Required task:
Everything from the line with "Point out the mirror" through the last line of the records below should be copied exactly, both ends included.

Extracted entries:
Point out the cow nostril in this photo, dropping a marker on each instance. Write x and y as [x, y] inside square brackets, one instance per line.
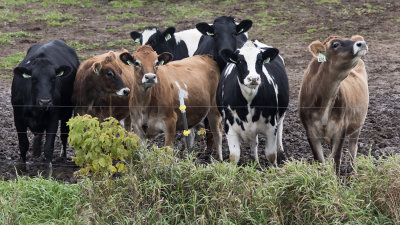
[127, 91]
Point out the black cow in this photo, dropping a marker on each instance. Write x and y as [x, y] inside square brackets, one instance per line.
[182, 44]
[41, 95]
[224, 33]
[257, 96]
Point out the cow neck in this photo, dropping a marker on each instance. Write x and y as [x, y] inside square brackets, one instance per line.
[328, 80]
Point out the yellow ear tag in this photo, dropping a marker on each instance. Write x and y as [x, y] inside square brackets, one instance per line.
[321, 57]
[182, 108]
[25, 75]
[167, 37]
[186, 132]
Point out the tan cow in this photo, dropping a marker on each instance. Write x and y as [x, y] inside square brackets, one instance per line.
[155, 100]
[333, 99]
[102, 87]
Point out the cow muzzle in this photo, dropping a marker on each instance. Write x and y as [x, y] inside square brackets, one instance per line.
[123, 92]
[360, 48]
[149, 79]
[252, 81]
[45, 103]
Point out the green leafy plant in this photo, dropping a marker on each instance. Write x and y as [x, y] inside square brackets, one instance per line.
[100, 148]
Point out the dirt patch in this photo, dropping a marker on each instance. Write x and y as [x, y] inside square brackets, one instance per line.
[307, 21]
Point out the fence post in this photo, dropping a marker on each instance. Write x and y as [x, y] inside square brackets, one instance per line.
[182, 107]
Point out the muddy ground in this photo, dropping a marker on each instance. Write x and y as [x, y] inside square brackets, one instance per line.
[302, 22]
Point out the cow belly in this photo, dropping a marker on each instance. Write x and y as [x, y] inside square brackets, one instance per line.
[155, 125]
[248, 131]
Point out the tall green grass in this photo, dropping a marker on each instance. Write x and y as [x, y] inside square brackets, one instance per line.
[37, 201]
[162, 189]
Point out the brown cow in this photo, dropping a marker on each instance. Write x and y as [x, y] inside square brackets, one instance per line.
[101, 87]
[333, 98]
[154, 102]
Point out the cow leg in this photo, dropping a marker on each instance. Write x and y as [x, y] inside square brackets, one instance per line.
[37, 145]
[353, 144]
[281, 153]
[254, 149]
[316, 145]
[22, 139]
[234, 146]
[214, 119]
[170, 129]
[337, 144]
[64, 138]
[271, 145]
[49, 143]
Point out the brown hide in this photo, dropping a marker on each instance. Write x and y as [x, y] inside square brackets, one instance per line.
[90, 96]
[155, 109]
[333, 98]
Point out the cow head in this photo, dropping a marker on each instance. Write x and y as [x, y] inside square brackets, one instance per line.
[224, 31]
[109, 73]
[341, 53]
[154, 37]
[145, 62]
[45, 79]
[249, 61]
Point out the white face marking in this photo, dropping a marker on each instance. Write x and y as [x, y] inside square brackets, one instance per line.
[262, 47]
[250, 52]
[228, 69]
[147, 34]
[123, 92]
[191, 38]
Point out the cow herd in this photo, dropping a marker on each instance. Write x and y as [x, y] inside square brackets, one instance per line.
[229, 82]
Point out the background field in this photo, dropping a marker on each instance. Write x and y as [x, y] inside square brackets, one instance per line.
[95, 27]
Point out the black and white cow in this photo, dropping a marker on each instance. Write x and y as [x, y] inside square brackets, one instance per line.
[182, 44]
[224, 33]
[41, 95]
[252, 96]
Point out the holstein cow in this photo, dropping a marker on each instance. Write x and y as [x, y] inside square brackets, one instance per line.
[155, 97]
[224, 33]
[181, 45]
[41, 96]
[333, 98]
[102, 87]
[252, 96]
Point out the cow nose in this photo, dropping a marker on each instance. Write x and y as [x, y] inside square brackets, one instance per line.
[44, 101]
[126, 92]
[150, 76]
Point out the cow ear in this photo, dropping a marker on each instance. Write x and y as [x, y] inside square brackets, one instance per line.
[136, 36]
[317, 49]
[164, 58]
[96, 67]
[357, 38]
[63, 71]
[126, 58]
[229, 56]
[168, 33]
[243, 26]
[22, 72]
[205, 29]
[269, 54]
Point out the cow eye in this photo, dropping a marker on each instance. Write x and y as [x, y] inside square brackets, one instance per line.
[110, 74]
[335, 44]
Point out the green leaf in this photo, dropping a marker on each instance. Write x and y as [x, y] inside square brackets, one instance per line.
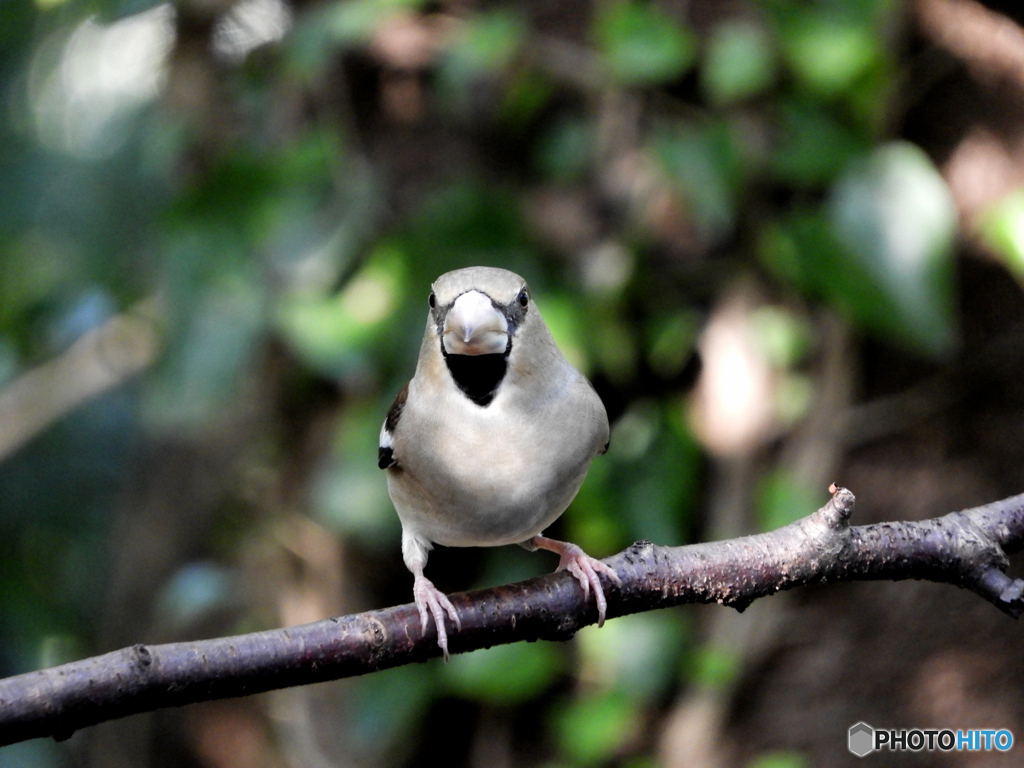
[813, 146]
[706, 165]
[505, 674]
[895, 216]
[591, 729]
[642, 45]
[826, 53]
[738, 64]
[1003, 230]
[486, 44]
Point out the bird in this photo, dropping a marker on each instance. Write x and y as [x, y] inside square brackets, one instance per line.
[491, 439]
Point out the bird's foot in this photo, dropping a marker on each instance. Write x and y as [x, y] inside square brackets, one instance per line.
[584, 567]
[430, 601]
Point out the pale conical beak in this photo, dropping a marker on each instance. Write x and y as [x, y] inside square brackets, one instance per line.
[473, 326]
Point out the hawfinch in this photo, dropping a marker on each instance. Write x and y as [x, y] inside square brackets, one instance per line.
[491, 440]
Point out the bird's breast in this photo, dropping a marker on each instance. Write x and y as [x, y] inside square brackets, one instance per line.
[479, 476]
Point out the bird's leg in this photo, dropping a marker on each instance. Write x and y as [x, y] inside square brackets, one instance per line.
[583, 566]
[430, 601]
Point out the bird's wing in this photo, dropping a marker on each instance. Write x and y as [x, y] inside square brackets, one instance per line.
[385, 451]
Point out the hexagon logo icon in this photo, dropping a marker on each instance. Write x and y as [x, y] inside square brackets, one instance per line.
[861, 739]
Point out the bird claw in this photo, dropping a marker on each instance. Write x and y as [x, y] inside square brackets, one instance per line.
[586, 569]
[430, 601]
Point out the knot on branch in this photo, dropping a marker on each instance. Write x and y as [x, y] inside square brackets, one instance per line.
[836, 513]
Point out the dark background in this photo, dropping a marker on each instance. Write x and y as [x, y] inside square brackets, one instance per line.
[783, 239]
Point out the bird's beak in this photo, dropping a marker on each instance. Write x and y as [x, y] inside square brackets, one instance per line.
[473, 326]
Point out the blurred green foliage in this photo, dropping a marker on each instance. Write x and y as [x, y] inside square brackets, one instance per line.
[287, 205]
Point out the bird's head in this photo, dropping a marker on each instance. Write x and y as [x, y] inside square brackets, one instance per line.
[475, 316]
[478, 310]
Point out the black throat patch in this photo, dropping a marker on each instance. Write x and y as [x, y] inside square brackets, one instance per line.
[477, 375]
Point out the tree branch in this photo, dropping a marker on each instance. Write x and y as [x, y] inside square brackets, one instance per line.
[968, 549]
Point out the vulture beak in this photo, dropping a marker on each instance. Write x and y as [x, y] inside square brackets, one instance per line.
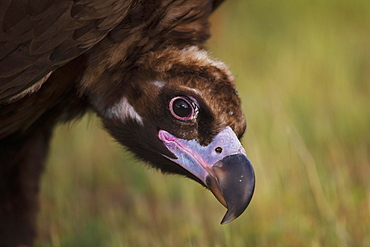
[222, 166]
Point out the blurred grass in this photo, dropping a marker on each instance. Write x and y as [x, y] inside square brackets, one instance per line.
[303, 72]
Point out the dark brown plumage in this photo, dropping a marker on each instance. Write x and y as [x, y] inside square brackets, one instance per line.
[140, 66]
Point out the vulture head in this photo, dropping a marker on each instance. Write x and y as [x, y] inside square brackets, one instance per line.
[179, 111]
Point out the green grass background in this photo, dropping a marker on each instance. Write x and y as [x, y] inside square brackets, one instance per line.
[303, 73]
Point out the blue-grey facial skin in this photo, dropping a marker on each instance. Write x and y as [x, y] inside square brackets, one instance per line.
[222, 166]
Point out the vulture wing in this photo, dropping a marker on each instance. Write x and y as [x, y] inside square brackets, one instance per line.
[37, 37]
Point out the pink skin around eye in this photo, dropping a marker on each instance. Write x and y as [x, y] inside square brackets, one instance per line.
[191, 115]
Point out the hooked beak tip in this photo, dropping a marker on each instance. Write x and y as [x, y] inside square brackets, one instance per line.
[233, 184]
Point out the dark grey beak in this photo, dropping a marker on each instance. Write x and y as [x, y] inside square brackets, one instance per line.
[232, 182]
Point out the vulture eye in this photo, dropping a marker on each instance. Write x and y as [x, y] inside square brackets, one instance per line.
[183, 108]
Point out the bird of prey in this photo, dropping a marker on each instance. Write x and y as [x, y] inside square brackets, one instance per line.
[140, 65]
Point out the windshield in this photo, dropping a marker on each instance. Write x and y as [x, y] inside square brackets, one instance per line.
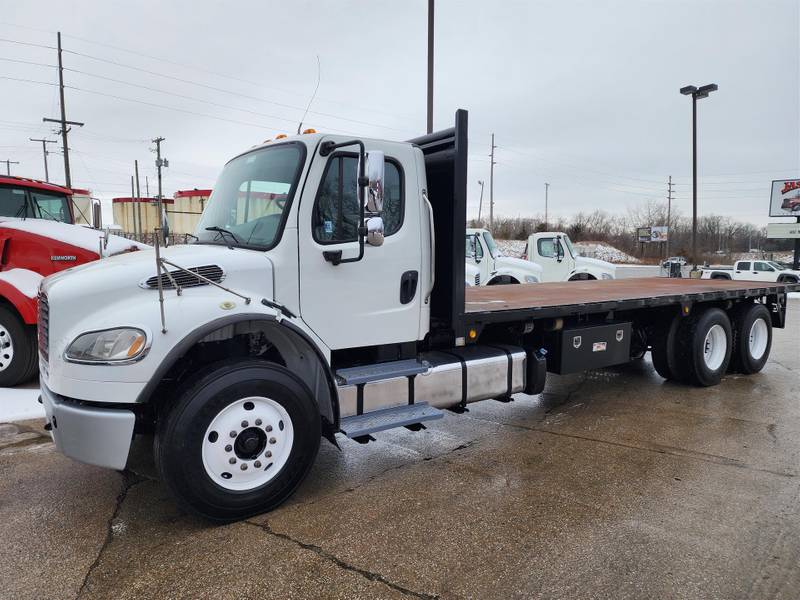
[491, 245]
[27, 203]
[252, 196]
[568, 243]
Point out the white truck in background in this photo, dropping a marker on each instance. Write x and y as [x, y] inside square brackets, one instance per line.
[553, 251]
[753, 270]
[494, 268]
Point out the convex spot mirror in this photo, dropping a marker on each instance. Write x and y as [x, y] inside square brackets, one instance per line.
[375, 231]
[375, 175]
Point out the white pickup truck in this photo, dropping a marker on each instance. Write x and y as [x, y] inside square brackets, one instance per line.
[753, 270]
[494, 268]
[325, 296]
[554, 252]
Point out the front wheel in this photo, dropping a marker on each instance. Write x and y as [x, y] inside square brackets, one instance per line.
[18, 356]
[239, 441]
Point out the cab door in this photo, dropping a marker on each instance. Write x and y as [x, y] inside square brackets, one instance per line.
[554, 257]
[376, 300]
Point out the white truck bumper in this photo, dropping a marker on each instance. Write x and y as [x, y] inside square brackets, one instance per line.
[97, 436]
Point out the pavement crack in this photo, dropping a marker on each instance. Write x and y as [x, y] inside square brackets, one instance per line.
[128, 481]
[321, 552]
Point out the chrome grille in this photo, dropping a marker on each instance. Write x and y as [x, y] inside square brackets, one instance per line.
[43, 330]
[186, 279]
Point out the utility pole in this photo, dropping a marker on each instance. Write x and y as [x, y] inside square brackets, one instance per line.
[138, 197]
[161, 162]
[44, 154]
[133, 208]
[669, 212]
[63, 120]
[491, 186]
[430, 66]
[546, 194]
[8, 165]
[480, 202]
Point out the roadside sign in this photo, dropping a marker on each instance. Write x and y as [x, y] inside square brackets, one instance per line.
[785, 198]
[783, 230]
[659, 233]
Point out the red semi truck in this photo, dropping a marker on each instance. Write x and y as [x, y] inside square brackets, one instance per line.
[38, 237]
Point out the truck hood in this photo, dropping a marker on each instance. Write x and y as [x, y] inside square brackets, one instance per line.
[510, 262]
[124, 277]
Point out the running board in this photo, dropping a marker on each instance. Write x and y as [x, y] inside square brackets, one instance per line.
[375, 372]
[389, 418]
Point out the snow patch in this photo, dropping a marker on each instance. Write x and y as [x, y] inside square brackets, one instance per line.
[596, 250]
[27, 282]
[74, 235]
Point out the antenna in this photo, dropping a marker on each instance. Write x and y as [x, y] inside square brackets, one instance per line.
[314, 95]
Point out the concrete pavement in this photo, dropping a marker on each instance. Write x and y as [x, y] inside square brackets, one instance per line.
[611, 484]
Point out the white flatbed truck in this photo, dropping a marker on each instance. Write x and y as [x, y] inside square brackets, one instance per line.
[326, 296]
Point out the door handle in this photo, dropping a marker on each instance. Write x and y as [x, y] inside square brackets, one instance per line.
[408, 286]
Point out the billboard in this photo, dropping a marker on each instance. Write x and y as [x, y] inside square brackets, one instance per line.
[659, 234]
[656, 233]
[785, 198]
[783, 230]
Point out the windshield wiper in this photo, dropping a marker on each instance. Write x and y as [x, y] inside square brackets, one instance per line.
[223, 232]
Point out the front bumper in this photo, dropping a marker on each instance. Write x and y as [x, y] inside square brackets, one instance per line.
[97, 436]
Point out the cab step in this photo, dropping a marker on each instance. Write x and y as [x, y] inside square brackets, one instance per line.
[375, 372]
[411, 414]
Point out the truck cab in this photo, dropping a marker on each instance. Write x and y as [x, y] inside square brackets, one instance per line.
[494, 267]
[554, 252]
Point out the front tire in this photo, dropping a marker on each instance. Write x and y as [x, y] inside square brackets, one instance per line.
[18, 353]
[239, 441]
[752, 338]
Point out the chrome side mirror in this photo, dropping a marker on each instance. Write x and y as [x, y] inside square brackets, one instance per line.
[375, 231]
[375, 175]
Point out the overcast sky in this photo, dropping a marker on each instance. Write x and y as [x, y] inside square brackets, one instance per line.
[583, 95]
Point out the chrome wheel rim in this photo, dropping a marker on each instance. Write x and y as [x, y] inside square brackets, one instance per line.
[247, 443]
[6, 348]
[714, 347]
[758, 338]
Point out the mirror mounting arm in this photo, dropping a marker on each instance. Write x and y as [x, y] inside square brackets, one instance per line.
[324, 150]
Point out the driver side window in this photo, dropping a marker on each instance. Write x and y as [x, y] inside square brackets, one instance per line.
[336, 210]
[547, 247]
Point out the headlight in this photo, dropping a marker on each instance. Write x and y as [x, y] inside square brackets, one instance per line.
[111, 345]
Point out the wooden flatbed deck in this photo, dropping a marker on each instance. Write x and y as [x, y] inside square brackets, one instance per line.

The result:
Point out the mirror mounting arm in this photo, dropping a marker on each instance. Write x and y as [x, y] inside square brackets, one instance per line.
[324, 150]
Point out the driver side window in this photo, dropping a marker on each instance. Write x and y as [x, y] inside square brackets, one instance per line.
[336, 210]
[547, 247]
Point out the headlight in this photo, dropping a marker on each instance. Write x and y as [x, y] inside square brackets, one instance per line.
[111, 345]
Point out the wooden flatbed deck in this photo, dropping a marker on each instance. Write x and y as [x, y] inside square brackets, one instance per line.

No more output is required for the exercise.